本文:

しかし、待ち合わせ場所であるイザヤのパトロンの家に到着したときには、なぜかコナーはすでに出発した後。その理由は、セントルイスを襲ったコレラの流行。街に長居するのは危険だと判断し、コナーは先に進んでいました。

▲タッチの差ですれ違い……。アメリアは下唇をかみ切る勢いでコナーを心配してしまいます。

アメリアたちも早めに出発の準備を進めることになりますが、出迎えてくれたイザヤのパトロンであるラルフを見たアメリアは彼に一目惚れ!思わず求婚してしまいます。

それもそのはず、ラルフはイケメンで優しく、さらに財力もあるという完璧人間だったのです。

▲出会って5秒で即求婚。こんな時でも判断の早いアメリア。そして普通に面食いなのでした。

そんなラルフの自宅で旅支度を進めていたある日、アメリアたちの目の前でラルフが突然倒れてしまいます!

提供記録:
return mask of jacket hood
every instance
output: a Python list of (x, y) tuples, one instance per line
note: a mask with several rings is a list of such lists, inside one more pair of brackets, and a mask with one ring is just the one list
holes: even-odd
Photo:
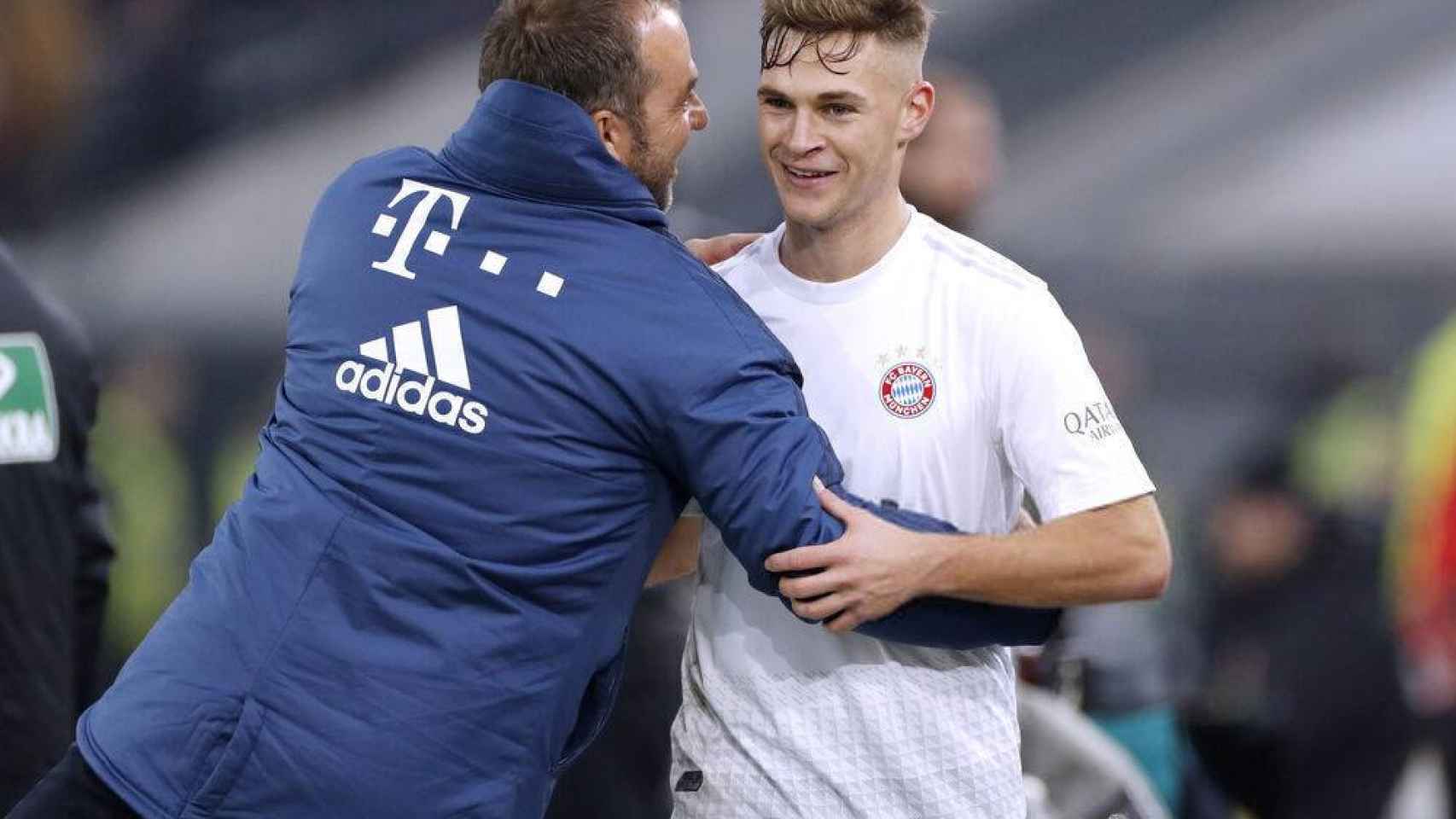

設問:
A – 本文に登場する人物の名前をすべて挙げなさい。
B – 本文によれば、コナーが先に出発したのはなぜか。
C – アメリアたちの旅支度を描いた本文の最後の文に続けて、その先を書きなさい。

解答例:
A – コナー、イザヤ、アメリア、ラルフ

B – セントルイスでコレラが流行し、街に長居するのは危険だと判断したためである。

C –
▲嘔吐とともに倒れたラルフ。コレラに感染してしまったのでしょうか……?
Check!⇒コレラとは?

細菌性の感染症。数時間〜5日の潜伏期間を経て突然発症する。1849年にセントルイスで大流行し、人口の1割もの死者が出た。

……というわけで、コミックDAYSでは、このお話の続きから本編がスタートします!

ここまでのアメリアとコナーが旅した道のりをざっくりとまとめましたので、こちらをご覧ください!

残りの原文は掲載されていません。